Arne Duncan at an HBCU event. Photo courtesy of Ed.gov.
This blog post is the fourth part in a series that takes a look at recent changes to the credit criteria for Parent PLUS loans and the subsequent effect on colleges and universities. You can find the rest of the series here.
Since making relatively minor changes to the credit check requirements for Parent PLUS loans last year, the Department of Education has been under a firestorm of criticism from historically black colleges and universities (HBCUs) and their lobbying organization, the National Association for Equal Opportunity (NAFEO). According to HBCUs, the impact of the policy change caused a significant decline in enrollments and a huge loss in revenue for their institutions. In an effort to ease tensions, Education Secretary Arne Duncan recently apologized to HBCU leaders at their annual meeting saying, “I am not satisfied with the way we handled the updating and changes to the PLUS loan program. Communication internally and externally was poor. I apologize for that, and the real impact it had.”
But if Secretary Duncan really wanted to apologize to the colleges most affected by the change to Parent PLUS loans, he should have been talking to for-profit colleges, not HBCUs. After all, since the policy change was implemented two years ago, for-profits have lost approximately $790 million dollars more than HBCUs in PLUS disbursements. Why is that? The for-profit sector has a much higher percentage of Parent PLUS borrowers than at HBCUs.
Using recently released data from the U.S. Department of Education’s Office of Federal Student Aid (FSA), I analyzed Parent PLUS loan data from pre-recession 2006 to 2013. From 2009 to 2011, both for-profits and HBCUs saw huge increases in recipients (approximately 50,000 and 15,000 more recipients respectively) and disbursements (approximately $450 million and $156 million respectively). This was the peak of the recession, at a time when family net worth diminished while college prices soared. Parents turned to PLUS loans to help send their children to higher-priced colleges that could not or would not help them fill the gap with institutional aid.

_Aim of the task_
Retype the Parent PLUS loan passage from "Using recently released" to "with institutional aid.", keeping every word and mark unchanged. The records that follow were taken from a separate source.

_Entries shown_
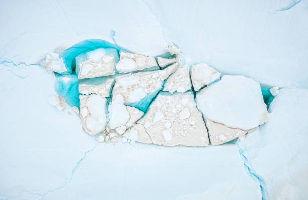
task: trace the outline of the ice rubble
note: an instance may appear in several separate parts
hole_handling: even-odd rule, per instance
[[[155,58],[150,56],[121,52],[120,61],[117,64],[117,70],[120,72],[130,72],[143,70],[144,69],[157,67]],[[158,68],[156,68],[158,69]]]
[[[131,144],[217,145],[269,119],[260,86],[250,78],[224,75],[220,80],[221,73],[206,64],[190,68],[176,58],[135,54],[102,44],[74,53],[76,74],[67,66],[72,74],[56,73],[63,85],[58,93],[68,101],[79,95],[78,105],[69,104],[79,107],[86,132],[103,134],[97,137],[100,142],[121,137]],[[169,55],[180,53],[173,44],[166,49]],[[52,70],[50,66],[46,70]],[[277,91],[270,90],[273,96]]]
[[[78,78],[89,78],[115,74],[118,53],[113,48],[99,48],[76,57],[76,72]]]
[[[220,73],[206,64],[198,64],[191,66],[191,82],[196,91],[217,80],[221,75]]]

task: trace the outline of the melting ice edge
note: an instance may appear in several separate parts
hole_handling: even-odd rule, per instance
[[[221,76],[206,64],[182,65],[173,44],[153,57],[102,40],[82,41],[47,54],[59,96],[79,113],[100,142],[135,141],[203,146],[232,142],[266,123],[278,87],[243,76]]]

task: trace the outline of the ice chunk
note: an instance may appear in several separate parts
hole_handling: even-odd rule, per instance
[[[101,48],[81,53],[76,57],[76,72],[78,78],[114,74],[115,64],[118,60],[117,50],[113,48]]]
[[[172,65],[162,70],[118,77],[112,92],[113,98],[115,101],[129,103],[130,105],[147,108],[151,99],[161,89],[164,81],[174,72],[177,67],[177,65]]]
[[[245,131],[240,129],[228,127],[224,124],[217,123],[206,119],[206,126],[208,129],[211,144],[217,145],[230,141],[253,130]]]
[[[98,142],[103,142],[105,141],[105,137],[103,135],[100,135],[96,138],[96,140]]]
[[[56,53],[50,53],[46,56],[46,70],[47,71],[63,73],[67,71],[62,58]]]
[[[178,47],[176,47],[176,46],[173,44],[171,43],[169,44],[167,47],[166,47],[166,50],[168,51],[171,55],[174,54],[179,54],[181,53],[181,50]]]
[[[110,121],[108,126],[111,129],[124,125],[130,118],[129,113],[125,105],[121,103],[114,102],[108,107]]]
[[[191,67],[191,82],[197,91],[220,78],[221,74],[206,64],[199,64]]]
[[[55,73],[55,90],[70,106],[79,107],[78,78],[75,74],[61,75]]]
[[[104,83],[98,85],[81,84],[78,87],[78,90],[79,93],[84,95],[96,93],[102,97],[108,97],[113,81],[113,78],[109,78]]]
[[[173,94],[175,91],[185,92],[191,89],[188,66],[180,65],[177,71],[168,79],[163,91]]]
[[[126,73],[154,67],[157,67],[157,64],[152,57],[121,52],[120,61],[116,67],[120,72]]]
[[[140,119],[144,113],[140,110],[123,103],[114,101],[108,107],[109,122],[108,128],[115,130],[121,135],[127,128]]]
[[[107,124],[106,99],[99,95],[80,95],[80,118],[84,129],[93,135],[105,130]]]
[[[61,96],[52,95],[49,97],[49,103],[57,107],[59,111],[63,111],[66,107],[66,103]]]
[[[174,63],[177,61],[177,59],[175,58],[173,59],[167,59],[162,58],[161,57],[158,57],[157,58],[157,62],[159,66],[161,67],[164,67],[169,64]]]
[[[277,87],[272,87],[270,89],[270,92],[273,96],[276,96],[279,93],[279,88]]]
[[[142,143],[151,144],[152,143],[145,129],[141,124],[134,125],[131,129],[126,131],[124,136],[126,138]]]
[[[153,143],[160,145],[209,144],[202,114],[197,109],[191,92],[159,94],[146,115],[132,127],[136,127],[139,132],[141,130],[148,133]]]
[[[260,86],[243,76],[224,76],[197,93],[198,108],[206,118],[244,130],[269,119]]]

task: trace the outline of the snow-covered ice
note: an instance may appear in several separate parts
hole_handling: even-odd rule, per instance
[[[165,58],[162,58],[161,57],[158,57],[157,58],[157,63],[159,66],[161,67],[164,68],[166,66],[174,63],[177,61],[175,58],[173,59],[168,59]]]
[[[115,64],[118,60],[117,50],[114,48],[99,48],[82,53],[76,57],[78,78],[113,75]]]
[[[158,69],[155,58],[152,57],[121,52],[120,61],[117,64],[116,69],[120,72],[127,73],[155,67]]]
[[[138,121],[139,127],[140,124],[156,144],[190,146],[209,144],[202,114],[197,109],[193,94],[190,92],[172,95],[159,94],[146,115]]]
[[[191,70],[191,82],[196,91],[218,79],[221,74],[208,65],[203,63],[192,66]]]
[[[260,86],[243,76],[224,76],[197,93],[198,108],[204,117],[229,127],[253,129],[270,117]]]
[[[3,1],[0,199],[308,198],[307,6],[306,0]],[[70,67],[75,55],[67,60],[61,52],[93,38],[113,42],[119,52],[123,47],[158,63],[157,57],[176,57],[183,66],[207,63],[223,75],[251,78],[261,84],[270,118],[237,142],[215,146],[136,143],[152,142],[138,122],[137,138],[134,131],[131,139],[117,139],[115,131],[90,137],[76,113],[78,87],[104,82],[79,80]],[[97,48],[95,42],[86,42]],[[175,53],[169,57],[165,48],[172,43],[177,47],[168,49]],[[44,68],[55,72],[55,78]],[[118,72],[116,69],[115,80]],[[278,89],[271,92],[272,87]],[[90,95],[84,91],[85,96]],[[95,95],[93,91],[89,92]],[[107,94],[103,93],[97,95]],[[49,103],[51,96],[58,95],[67,104],[61,112]],[[115,98],[108,95],[106,112]],[[188,116],[182,110],[183,120]],[[156,120],[160,119],[158,113]],[[212,122],[219,129],[209,129],[210,138],[211,130],[239,129]],[[168,122],[162,126],[172,127]],[[167,132],[164,134],[170,139]]]
[[[173,94],[175,92],[185,92],[190,89],[191,83],[188,66],[182,66],[180,64],[177,71],[167,79],[163,91]]]

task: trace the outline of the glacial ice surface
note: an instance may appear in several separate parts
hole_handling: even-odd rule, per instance
[[[307,198],[307,5],[2,2],[0,199]],[[190,66],[205,63],[223,74],[278,87],[267,103],[271,118],[235,145],[97,144],[70,107],[61,112],[50,105],[55,77],[38,66],[48,52],[91,38],[161,57],[172,41]]]

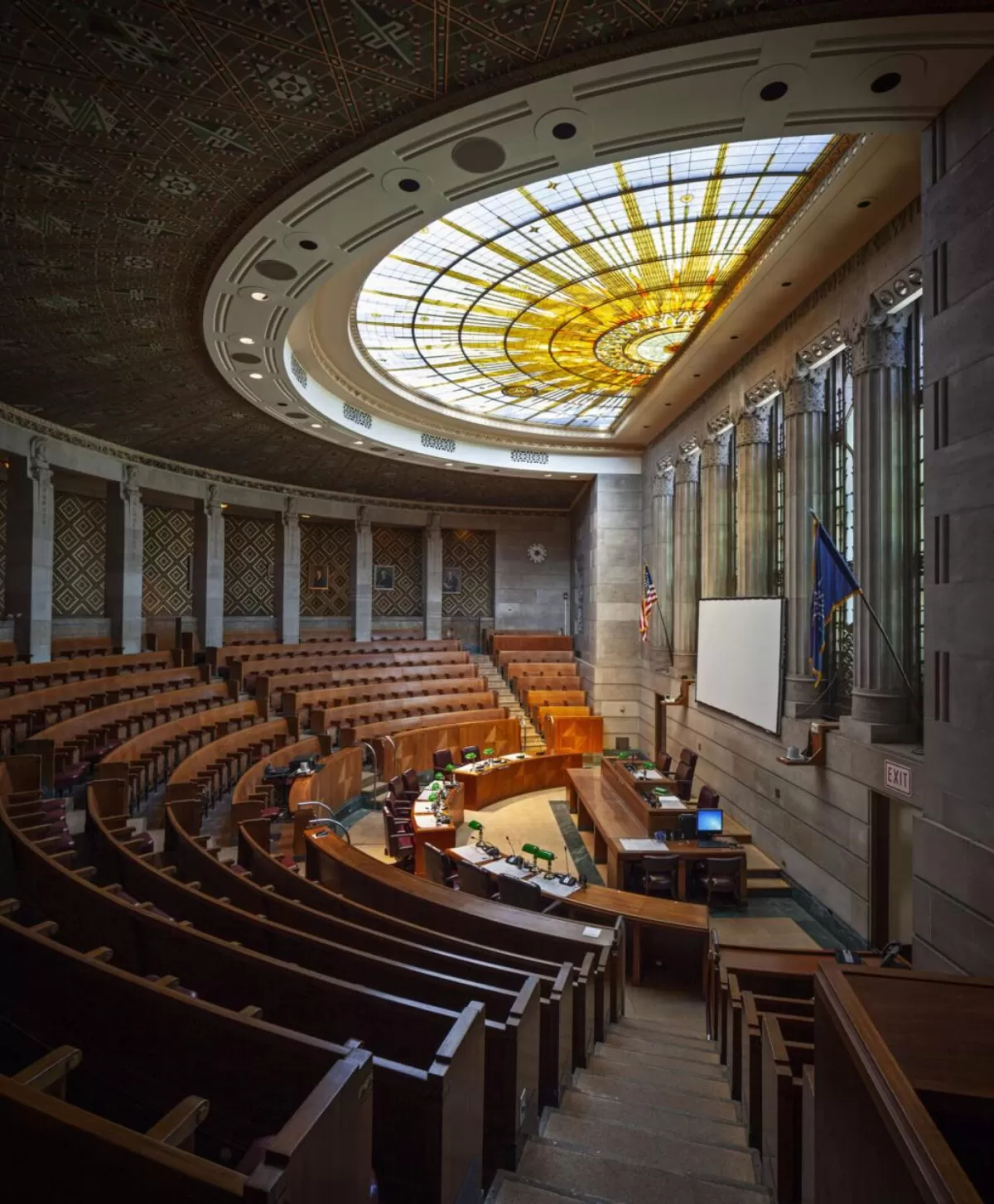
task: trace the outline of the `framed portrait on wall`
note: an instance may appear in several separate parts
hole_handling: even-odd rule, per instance
[[[395,577],[396,577],[395,565],[372,566],[372,588],[375,590],[392,590],[394,588]]]
[[[442,569],[442,594],[463,592],[463,569],[449,566]]]

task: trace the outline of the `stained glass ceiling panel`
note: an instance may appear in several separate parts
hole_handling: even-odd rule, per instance
[[[817,170],[829,135],[604,164],[454,209],[372,270],[357,343],[401,393],[607,431]]]

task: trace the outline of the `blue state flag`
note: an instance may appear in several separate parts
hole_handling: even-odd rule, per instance
[[[831,616],[853,594],[861,594],[863,590],[818,519],[814,519],[811,573],[811,668],[814,671],[814,684],[819,685]]]

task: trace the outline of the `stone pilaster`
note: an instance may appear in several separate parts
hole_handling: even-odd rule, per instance
[[[700,453],[681,455],[674,472],[674,669],[693,673],[700,601]]]
[[[816,714],[811,673],[811,555],[813,510],[827,517],[828,368],[795,377],[783,394],[783,584],[787,597],[784,707],[792,719]]]
[[[674,462],[660,460],[652,479],[652,560],[649,568],[659,597],[658,616],[653,627],[659,627],[659,645],[665,665],[670,663],[670,644],[674,638]],[[665,632],[663,626],[665,625]],[[653,628],[649,628],[653,635]],[[667,639],[669,637],[669,639]]]
[[[140,653],[145,507],[131,464],[123,466],[119,482],[107,482],[106,536],[104,613],[111,620],[111,639],[124,653]]]
[[[853,344],[855,577],[911,675],[916,547],[907,314],[867,325]],[[913,737],[913,708],[866,607],[855,606],[853,724],[888,742]],[[852,728],[853,734],[857,730]]]
[[[355,513],[352,554],[352,638],[372,639],[372,524],[365,506]]]
[[[296,498],[286,497],[276,524],[276,559],[272,565],[276,601],[276,635],[284,644],[300,643],[300,515]]]
[[[193,614],[204,648],[224,643],[224,510],[217,485],[194,503]]]
[[[731,574],[731,429],[708,435],[701,448],[701,597],[725,598]]]
[[[442,526],[441,518],[433,514],[424,529],[422,554],[424,557],[424,638],[442,638]]]
[[[55,490],[47,443],[35,436],[27,458],[10,456],[7,473],[7,596],[20,656],[52,659],[52,554]]]
[[[770,407],[746,409],[735,424],[735,563],[739,597],[774,589]]]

_Answer to the problem_
Using recently released data from the U.S. Department of Education’s Office of Federal Student Aid (FSA), I analyzed Parent PLUS loan data from pre-recession 2006 to 2013. From 2009 to 2011, both for-profits and HBCUs saw huge increases in recipients (approximately 50,000 and 15,000 more recipients respectively) and disbursements (approximately $450 million and $156 million respectively). This was the peak of the recession, at a time when family net worth diminished while college prices soared. Parents turned to PLUS loans to help send their children to higher-priced colleges that could not or would not help them fill the gap with institutional aid.